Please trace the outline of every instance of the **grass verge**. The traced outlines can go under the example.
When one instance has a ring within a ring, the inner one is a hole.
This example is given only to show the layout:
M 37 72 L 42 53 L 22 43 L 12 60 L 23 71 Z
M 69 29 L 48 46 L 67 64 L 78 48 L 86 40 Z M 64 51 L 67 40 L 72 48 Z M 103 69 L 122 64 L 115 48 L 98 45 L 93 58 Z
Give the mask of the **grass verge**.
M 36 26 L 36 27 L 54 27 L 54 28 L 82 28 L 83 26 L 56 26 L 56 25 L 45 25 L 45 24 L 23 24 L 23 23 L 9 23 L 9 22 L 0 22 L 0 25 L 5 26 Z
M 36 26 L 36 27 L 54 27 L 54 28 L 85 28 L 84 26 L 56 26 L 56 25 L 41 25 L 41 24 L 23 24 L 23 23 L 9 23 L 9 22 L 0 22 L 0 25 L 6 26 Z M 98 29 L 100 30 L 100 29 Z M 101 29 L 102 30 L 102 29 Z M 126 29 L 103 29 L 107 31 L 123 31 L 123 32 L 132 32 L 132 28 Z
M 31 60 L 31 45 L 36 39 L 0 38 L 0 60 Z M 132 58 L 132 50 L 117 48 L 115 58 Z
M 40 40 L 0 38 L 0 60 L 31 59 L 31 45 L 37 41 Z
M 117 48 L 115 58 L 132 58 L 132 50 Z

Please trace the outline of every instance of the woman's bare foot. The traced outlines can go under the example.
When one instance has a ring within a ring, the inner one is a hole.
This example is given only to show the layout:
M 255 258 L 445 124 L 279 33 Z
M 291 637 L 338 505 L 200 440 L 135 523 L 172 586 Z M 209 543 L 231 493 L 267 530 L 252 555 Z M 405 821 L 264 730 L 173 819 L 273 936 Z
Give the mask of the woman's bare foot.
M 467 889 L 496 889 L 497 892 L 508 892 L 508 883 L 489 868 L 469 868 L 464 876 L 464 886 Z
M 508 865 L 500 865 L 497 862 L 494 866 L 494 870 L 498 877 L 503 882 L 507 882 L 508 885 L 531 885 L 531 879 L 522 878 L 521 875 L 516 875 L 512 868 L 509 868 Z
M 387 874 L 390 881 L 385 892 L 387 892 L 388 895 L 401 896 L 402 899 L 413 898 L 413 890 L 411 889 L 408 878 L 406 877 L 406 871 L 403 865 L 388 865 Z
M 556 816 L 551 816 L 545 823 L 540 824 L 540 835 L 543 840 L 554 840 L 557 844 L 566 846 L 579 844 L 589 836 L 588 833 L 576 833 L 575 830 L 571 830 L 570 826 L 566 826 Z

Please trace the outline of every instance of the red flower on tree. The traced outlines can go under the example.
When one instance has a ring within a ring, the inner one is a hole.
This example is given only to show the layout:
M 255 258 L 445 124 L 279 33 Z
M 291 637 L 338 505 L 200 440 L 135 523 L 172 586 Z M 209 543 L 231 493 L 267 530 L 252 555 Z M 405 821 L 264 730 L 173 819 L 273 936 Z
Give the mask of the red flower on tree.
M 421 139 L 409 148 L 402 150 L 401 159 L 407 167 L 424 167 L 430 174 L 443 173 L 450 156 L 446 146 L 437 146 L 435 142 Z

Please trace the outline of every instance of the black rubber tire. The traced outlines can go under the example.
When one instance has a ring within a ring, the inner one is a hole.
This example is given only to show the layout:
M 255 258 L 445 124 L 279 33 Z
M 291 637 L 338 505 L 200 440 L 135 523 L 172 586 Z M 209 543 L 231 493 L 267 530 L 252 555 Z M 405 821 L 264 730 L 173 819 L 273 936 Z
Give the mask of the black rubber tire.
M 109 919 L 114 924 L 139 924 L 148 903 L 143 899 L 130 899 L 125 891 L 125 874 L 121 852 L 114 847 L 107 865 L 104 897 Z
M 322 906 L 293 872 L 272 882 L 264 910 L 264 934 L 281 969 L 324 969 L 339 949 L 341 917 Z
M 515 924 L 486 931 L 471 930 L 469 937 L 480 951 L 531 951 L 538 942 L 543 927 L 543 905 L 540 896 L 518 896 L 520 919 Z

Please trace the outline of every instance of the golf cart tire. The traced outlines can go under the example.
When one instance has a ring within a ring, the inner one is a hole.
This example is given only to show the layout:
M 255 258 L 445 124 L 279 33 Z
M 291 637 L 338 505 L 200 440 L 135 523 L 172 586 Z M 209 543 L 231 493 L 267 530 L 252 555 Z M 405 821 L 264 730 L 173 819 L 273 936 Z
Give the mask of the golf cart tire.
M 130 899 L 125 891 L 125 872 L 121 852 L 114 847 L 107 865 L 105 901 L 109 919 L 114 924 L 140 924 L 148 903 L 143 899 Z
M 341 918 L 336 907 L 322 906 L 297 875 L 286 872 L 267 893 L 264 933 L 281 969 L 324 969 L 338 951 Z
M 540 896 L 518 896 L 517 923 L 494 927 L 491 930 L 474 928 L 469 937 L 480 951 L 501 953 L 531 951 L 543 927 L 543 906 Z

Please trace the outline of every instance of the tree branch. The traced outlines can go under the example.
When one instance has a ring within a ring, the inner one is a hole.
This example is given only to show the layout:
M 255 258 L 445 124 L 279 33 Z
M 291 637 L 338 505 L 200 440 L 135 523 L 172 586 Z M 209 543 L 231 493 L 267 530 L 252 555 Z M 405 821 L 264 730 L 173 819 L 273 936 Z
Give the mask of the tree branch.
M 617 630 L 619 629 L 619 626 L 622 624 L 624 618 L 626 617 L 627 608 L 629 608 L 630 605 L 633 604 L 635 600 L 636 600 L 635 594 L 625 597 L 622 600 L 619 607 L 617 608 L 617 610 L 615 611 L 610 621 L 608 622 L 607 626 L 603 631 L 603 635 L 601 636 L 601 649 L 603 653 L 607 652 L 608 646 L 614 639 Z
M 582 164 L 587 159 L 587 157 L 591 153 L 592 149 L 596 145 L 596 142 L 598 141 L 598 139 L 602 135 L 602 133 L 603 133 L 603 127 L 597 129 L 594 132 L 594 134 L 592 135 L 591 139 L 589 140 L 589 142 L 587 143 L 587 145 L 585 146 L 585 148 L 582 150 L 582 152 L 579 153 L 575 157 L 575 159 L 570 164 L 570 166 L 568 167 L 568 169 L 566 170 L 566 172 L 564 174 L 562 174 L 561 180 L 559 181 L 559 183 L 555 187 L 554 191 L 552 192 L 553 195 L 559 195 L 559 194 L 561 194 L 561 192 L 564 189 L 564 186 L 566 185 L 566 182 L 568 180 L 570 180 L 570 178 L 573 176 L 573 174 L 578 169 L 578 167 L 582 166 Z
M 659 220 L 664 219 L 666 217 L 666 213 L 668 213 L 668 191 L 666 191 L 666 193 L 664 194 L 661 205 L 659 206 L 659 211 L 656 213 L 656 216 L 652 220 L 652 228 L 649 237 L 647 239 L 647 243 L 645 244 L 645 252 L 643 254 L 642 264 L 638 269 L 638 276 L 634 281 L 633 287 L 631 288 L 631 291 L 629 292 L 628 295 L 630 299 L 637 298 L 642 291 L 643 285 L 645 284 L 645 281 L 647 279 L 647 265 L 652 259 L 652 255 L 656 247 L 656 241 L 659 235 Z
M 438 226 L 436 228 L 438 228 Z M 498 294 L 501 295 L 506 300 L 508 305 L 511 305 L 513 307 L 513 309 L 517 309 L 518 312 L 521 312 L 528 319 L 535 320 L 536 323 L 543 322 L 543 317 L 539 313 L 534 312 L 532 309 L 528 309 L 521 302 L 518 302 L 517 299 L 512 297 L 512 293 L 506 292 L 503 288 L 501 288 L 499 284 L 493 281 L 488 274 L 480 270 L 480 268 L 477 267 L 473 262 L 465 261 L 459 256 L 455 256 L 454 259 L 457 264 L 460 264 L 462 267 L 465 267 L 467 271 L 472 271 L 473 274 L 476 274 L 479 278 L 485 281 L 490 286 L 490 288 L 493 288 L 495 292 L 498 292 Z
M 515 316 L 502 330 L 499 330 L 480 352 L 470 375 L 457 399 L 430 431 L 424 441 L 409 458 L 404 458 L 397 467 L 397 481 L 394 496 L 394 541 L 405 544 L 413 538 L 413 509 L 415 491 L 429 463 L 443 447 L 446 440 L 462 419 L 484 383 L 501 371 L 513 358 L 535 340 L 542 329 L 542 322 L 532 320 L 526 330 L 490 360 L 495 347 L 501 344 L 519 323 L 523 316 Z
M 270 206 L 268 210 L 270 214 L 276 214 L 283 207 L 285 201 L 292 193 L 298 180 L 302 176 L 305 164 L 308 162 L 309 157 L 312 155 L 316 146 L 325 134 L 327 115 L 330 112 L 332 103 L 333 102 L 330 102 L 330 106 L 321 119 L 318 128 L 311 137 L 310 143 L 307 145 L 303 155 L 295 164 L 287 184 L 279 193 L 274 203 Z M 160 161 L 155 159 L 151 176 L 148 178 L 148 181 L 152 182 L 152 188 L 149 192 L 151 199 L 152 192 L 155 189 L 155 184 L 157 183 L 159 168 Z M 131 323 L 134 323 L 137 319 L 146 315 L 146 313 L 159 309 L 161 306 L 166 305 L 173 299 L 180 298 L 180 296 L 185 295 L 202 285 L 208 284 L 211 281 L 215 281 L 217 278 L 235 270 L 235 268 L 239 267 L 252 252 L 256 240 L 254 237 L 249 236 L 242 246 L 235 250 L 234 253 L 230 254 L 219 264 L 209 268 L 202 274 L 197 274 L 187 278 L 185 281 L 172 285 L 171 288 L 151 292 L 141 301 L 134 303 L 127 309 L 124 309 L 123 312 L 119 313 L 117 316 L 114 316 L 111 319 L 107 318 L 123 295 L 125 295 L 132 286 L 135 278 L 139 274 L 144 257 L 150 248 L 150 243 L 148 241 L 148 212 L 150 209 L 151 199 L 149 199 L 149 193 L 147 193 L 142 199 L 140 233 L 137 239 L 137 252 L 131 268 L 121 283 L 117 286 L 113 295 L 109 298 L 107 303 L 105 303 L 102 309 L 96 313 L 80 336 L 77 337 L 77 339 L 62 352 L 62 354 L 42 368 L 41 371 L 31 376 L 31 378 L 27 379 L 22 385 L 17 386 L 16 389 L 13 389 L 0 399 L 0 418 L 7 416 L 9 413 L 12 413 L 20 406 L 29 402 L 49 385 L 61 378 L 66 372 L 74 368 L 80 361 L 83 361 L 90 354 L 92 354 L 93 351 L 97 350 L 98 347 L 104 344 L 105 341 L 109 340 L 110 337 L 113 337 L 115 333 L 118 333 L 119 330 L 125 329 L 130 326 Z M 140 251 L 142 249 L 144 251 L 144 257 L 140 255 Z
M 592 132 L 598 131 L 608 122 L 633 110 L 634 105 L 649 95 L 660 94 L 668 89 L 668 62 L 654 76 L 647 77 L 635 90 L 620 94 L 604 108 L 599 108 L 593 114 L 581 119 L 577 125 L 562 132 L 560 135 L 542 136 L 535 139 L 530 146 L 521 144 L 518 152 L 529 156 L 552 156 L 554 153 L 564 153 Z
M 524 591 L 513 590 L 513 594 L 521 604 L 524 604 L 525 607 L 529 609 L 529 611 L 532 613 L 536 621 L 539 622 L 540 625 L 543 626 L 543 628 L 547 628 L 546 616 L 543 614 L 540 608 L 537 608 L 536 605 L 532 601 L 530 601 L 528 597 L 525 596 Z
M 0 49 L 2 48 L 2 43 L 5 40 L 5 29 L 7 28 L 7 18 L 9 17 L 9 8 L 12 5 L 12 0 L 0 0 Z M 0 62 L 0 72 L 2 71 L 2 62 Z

* The task *
Nothing is wanted except the number of lines in the entries above that include the word "outline".

* Answer space *
6